本文抜粋
= = = = = = =

12月1日で紙の健康保険証が事実上の役目を終え、2日からはマイナ保険証と資格確認書へ本格移行する。政府は利便性や不正防止の観点から移行を急ぐが、医療現場では一部混乱も生じている。一方で、紙の保険証を守ろうとする政治勢力や業界団体の背景には、不正利用の温床になってきた「利権構造」があるとの指摘も根強い。移行に伴う課題と、いまなお残る抵抗勢力の実態を整理する。
- 紙の健康保険証は12月1日で期限切れとなり、2日以降の医療受診は原則「マイナ保険証」もしくは「資格確認書」に移行。厚労省は混乱回避のため、紙の保険証でも来年3月末まで特例的に受診可能とした。

= = = = = = =

課題一覧
- 1) 保険証移行の記事によれば、紙の保険証で特例的に受診できるのはいつまでか。
- 2) 保険証移行の記事を、最後の文の後から書き継げ。

提供データ
= = = = = = =

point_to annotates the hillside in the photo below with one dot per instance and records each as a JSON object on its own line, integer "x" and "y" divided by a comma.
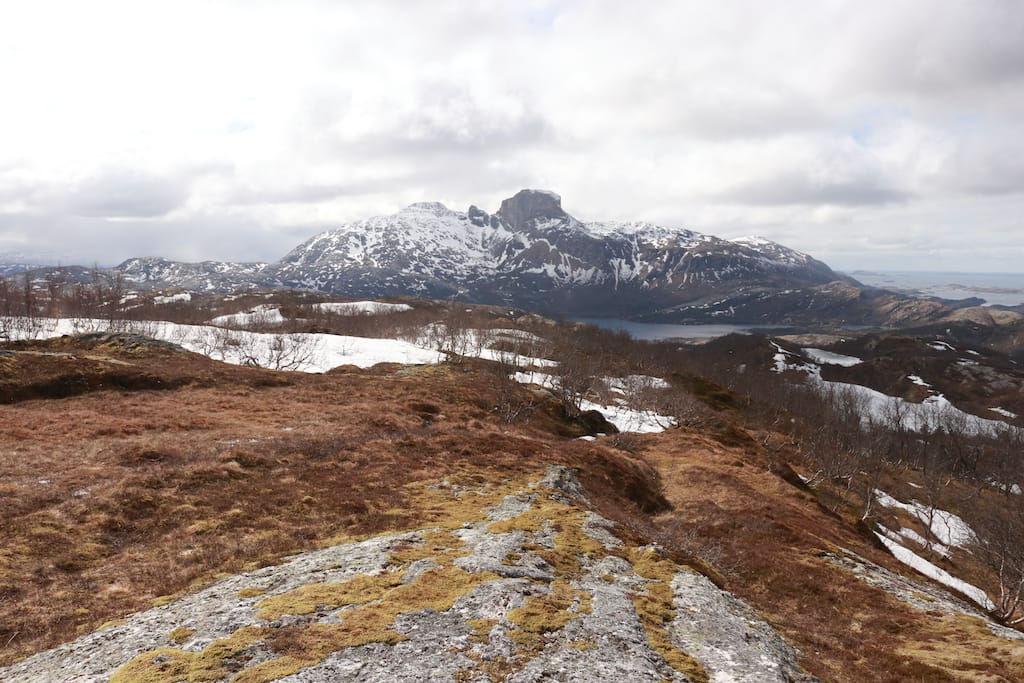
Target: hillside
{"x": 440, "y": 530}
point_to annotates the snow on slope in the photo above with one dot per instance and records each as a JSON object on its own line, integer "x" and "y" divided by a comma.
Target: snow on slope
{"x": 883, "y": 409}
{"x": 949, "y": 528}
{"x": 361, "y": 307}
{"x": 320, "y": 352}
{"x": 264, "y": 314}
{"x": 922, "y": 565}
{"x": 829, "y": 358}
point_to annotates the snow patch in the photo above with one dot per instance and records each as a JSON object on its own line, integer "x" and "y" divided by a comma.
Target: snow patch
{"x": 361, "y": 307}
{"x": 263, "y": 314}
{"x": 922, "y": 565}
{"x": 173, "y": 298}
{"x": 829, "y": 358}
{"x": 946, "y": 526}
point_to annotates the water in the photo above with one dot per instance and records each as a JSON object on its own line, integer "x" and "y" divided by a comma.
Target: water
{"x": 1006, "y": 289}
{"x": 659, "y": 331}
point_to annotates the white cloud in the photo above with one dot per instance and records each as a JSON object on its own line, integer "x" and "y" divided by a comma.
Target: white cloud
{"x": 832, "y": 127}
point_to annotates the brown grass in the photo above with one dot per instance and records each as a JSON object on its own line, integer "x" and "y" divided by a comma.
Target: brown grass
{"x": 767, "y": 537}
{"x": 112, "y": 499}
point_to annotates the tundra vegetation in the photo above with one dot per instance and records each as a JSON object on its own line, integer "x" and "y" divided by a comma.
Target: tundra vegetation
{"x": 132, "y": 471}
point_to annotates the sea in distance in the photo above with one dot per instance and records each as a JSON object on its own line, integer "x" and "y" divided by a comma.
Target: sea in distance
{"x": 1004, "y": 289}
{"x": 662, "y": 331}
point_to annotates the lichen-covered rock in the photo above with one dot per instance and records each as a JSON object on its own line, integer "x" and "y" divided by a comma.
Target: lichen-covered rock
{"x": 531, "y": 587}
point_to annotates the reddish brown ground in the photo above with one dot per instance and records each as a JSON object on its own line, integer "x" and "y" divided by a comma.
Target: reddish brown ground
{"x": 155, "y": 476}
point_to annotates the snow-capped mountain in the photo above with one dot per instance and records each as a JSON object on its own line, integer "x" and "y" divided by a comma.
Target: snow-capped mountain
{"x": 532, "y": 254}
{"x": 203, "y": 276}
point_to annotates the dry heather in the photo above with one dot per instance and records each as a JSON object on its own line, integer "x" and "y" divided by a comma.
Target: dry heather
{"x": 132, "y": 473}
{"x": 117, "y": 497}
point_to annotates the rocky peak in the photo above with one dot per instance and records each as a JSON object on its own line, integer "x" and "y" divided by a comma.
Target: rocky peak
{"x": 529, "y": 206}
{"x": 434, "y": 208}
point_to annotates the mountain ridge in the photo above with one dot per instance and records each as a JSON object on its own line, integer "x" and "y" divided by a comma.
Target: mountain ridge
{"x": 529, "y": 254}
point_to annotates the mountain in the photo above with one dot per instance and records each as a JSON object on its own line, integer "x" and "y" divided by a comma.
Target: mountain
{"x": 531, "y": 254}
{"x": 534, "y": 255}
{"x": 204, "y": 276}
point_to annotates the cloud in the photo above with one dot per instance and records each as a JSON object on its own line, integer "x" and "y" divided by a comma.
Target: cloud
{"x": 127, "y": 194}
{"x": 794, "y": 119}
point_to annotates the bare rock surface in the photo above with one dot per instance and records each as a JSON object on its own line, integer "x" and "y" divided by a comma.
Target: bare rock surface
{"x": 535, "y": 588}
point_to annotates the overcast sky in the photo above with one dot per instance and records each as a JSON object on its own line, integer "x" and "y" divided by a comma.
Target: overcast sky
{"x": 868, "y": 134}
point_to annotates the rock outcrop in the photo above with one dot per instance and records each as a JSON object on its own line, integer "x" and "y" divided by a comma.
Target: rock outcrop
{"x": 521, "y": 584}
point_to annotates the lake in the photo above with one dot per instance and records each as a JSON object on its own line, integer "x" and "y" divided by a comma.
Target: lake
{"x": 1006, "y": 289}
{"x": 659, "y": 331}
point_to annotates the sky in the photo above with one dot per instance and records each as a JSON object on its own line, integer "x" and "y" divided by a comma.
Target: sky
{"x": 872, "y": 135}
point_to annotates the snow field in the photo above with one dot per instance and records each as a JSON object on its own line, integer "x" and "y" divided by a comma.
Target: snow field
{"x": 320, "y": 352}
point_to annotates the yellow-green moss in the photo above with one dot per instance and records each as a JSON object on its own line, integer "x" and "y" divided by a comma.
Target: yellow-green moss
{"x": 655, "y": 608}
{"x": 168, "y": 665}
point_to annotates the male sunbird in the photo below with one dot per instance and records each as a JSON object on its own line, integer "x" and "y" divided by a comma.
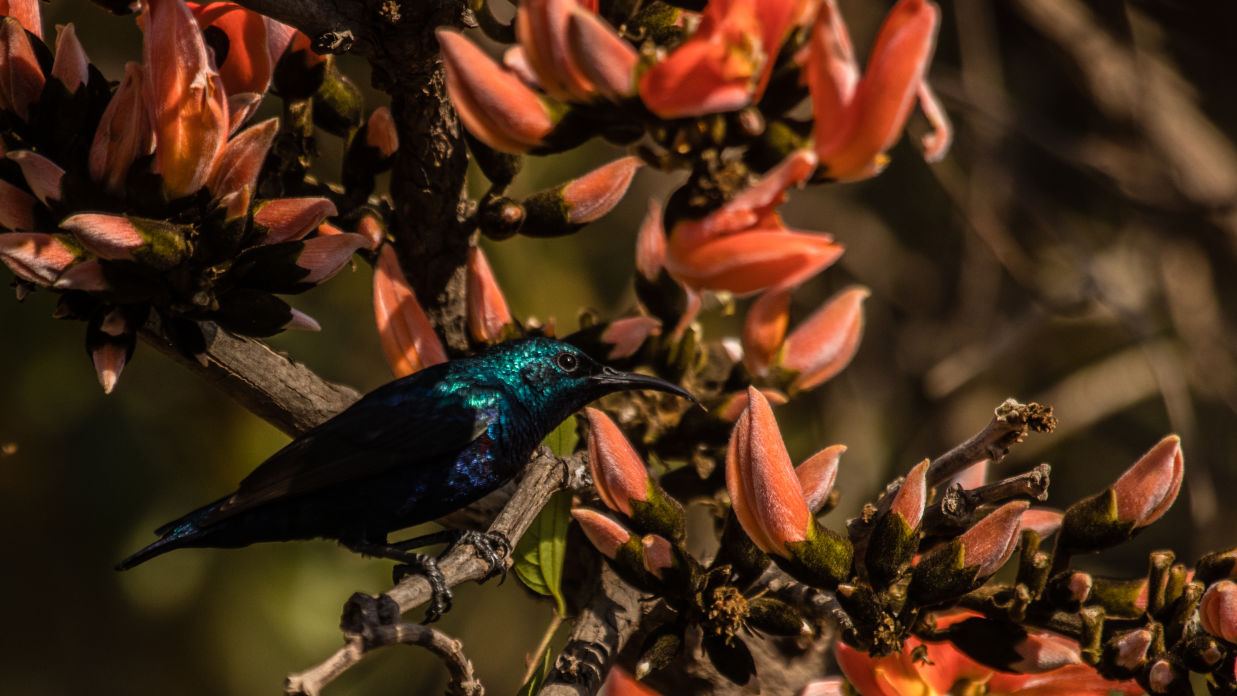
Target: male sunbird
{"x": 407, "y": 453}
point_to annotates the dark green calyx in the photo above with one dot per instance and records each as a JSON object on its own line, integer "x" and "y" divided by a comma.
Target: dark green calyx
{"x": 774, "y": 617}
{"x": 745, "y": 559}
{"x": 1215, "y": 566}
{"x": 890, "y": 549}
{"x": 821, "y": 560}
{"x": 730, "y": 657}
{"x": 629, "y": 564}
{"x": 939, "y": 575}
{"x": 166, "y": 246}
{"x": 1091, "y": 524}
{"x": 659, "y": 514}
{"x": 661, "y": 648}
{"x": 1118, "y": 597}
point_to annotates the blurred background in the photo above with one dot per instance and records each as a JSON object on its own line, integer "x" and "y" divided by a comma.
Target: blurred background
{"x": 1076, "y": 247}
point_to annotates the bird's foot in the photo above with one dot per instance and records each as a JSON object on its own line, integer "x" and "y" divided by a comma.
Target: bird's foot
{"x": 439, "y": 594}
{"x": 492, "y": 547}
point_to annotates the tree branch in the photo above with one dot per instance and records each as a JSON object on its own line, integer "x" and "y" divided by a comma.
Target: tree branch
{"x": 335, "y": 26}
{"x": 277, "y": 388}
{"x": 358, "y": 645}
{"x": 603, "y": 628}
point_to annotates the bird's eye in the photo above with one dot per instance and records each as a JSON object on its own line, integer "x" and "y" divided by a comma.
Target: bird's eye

= = = = = = =

番号別解答
- 1) 来年3月末まで。

- 2)
- マイナ保険証では、保険資格の有無だけでなく、過去の投薬歴や既往症など医療情報の閲覧が可能となり、救急現場でも活用が始まっている。本人が意識不明でも医師が迅速に情報にアクセスでき、救命率を向上させるメリットがある。
- 一方、紙の保険証を悪用した「なりすまし医療」や薬剤大量取得の横流し問題が長年指摘されてきた。特に一部の医師団体や関係業界が、紙証のままの方が利益が出る構造にあり、強硬にマイナ反対を続けてきた背景がある。
- 医療現場では資格確認時にトラブルが発生するケースもあるが、政府・自治体はシステム改善と支援員配置を進めており、課題は技術的な範囲で収束可能なレベルとみられる。逆に紙保険証は、他人に貸しても医療機関側が損をしないため、不正が見抜きづらい構造的欠陥が残り続ける。
- 野党の一部や支持団体が紙保険証維持に固執するが、その裏には、旧来の支持基盤である高齢層・労組・特定業界の利害が絡む。「弱者に寄り添う」という名目で、不正請求を助長し制度を歪めているとの批判も強い。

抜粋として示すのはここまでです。